# The exercise
Copy the material below word for word, from the line that contains "Teacher note: please indicate the brown" through the line that contains "[1072, 768]", and nothing else.

# The data

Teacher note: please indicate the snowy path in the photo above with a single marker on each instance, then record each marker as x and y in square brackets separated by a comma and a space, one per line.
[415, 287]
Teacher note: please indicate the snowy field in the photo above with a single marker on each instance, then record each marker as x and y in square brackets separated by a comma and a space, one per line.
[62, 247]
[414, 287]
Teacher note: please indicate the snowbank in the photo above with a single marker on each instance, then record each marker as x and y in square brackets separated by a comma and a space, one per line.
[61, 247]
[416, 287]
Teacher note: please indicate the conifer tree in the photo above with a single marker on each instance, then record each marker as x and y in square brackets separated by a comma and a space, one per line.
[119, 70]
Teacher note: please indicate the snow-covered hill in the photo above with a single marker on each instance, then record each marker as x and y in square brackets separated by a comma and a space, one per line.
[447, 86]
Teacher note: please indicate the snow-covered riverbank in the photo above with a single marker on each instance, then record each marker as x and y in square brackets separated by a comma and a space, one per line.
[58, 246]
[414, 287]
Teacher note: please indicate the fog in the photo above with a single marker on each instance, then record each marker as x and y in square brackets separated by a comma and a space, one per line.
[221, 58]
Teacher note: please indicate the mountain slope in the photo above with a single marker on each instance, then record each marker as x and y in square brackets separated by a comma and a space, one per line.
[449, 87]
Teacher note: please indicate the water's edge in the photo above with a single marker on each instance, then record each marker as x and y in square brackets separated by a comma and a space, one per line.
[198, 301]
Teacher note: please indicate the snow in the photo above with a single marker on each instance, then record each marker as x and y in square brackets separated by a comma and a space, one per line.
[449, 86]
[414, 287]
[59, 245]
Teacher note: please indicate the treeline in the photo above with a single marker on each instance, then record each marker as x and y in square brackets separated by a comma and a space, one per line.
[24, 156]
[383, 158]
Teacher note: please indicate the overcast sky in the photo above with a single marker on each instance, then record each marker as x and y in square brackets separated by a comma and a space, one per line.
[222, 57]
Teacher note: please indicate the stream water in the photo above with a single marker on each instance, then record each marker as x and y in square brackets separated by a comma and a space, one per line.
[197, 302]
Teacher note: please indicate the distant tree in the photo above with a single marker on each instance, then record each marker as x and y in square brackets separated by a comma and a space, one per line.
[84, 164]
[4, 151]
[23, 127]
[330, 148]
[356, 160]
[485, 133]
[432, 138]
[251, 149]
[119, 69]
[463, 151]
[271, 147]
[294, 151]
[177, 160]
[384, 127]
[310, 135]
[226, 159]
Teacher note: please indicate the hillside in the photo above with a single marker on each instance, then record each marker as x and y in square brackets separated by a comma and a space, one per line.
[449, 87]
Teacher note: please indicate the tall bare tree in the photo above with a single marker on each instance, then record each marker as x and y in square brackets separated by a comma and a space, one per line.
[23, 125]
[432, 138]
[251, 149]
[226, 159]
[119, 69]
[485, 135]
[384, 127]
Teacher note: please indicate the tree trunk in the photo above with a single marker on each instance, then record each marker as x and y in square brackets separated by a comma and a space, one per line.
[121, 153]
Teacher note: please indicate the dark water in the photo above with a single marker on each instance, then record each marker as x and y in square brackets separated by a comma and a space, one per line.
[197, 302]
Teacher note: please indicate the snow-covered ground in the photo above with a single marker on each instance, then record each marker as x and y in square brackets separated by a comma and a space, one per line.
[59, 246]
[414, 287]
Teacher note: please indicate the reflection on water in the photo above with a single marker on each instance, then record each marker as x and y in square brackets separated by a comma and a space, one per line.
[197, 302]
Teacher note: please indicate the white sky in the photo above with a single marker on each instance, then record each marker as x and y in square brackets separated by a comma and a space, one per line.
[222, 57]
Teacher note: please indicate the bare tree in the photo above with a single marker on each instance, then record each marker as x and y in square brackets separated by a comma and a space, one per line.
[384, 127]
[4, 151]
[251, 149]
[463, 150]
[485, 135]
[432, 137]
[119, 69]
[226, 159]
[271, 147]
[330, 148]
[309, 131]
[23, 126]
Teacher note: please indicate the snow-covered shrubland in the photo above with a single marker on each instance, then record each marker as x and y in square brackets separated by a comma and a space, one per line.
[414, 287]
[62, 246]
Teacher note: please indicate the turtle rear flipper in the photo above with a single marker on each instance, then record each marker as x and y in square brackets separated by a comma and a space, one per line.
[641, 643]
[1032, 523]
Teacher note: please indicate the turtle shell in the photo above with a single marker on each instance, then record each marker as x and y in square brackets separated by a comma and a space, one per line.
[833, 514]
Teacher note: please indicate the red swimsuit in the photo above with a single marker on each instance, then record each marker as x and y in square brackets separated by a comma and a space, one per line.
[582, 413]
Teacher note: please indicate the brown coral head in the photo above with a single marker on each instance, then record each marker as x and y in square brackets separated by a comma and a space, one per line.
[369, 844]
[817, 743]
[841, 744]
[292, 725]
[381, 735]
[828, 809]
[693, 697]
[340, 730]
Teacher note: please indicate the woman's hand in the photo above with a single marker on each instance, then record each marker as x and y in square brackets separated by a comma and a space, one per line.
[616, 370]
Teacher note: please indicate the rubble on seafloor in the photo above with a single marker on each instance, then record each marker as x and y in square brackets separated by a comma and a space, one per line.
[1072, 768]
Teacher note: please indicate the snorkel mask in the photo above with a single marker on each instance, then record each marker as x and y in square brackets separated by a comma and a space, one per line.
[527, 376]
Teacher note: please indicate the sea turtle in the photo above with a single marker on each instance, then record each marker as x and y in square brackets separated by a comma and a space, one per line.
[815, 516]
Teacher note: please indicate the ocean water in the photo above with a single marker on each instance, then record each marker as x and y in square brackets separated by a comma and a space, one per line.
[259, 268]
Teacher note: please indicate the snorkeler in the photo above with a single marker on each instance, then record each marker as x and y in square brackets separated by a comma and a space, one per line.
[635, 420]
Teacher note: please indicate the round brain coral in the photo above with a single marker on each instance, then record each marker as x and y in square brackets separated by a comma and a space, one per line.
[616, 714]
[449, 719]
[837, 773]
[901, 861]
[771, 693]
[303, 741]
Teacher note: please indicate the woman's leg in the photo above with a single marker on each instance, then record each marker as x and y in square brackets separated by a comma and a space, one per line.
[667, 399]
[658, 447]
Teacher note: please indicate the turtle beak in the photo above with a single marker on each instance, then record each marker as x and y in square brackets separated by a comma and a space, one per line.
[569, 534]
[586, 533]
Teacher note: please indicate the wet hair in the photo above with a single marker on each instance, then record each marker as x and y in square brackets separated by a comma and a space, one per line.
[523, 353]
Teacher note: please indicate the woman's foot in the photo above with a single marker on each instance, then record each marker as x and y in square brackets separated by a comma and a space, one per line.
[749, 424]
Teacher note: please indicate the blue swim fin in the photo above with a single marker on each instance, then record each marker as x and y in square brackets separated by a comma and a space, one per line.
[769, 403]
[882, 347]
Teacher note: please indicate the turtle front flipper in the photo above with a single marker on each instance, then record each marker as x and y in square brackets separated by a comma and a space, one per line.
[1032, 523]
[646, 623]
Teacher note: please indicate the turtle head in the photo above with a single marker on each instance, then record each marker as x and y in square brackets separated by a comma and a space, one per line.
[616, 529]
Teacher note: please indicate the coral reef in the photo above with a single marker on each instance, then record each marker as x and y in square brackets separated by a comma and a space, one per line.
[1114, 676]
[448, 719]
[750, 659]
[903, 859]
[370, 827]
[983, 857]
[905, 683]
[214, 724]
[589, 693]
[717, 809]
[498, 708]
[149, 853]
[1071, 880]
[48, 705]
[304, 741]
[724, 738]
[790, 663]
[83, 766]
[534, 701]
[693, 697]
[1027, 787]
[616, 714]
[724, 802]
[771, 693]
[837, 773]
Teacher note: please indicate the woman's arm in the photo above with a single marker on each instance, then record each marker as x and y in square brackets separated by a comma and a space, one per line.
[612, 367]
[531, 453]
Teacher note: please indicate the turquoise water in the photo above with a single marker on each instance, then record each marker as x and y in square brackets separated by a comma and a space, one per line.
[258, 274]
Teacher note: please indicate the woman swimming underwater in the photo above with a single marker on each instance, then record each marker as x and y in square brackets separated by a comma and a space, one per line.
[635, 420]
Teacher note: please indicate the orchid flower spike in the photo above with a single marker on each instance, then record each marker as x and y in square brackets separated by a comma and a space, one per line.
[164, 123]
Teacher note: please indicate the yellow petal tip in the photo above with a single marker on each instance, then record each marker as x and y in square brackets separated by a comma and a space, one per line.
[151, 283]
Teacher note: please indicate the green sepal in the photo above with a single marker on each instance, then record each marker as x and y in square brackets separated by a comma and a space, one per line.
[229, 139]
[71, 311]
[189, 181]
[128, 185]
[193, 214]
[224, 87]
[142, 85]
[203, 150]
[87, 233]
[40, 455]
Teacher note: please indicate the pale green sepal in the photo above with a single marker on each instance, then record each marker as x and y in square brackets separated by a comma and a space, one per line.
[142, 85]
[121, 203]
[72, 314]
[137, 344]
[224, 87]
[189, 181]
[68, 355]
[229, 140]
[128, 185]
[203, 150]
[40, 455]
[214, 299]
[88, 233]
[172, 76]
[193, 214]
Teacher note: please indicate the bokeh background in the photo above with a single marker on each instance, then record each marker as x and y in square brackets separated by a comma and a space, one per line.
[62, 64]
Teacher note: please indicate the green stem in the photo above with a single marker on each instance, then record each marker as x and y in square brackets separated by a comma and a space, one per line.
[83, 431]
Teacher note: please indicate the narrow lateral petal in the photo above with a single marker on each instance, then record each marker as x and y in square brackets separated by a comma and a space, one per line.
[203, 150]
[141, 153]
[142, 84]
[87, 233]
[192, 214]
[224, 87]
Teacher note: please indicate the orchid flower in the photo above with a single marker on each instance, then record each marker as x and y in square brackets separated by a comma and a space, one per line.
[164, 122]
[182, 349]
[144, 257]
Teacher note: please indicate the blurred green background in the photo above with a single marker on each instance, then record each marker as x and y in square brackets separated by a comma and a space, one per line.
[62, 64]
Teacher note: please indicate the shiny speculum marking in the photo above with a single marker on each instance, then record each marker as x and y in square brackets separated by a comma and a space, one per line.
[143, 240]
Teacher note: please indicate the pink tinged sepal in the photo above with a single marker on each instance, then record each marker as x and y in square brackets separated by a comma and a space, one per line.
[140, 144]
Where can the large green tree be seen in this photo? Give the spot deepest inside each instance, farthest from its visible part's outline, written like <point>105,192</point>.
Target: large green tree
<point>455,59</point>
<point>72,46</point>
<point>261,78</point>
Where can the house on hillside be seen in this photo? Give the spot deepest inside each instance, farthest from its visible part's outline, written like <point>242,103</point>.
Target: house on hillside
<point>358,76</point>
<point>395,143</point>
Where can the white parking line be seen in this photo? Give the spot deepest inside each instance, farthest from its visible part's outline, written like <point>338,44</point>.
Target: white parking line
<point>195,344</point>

# Exercise solution
Teacher note: please indicate the brown coral head in the photo above with a single marker on each instance, then record each marker as x and y in square brackets separated by a comma and a space, one per line.
[369, 844]
[817, 743]
[841, 744]
[292, 725]
[381, 735]
[828, 809]
[693, 697]
[340, 730]
Teacher note: please indicate the woman's hand in the photo above with a single marker on each instance, then record each marker as x and y in square brackets separated by a comma and a space, one per line.
[616, 370]
Teacher note: please indicate the rubble on seafloor in the photo above with a single marker on each instance, then record each marker as x and y in square brackets separated by a comma and a space, one per line.
[1072, 768]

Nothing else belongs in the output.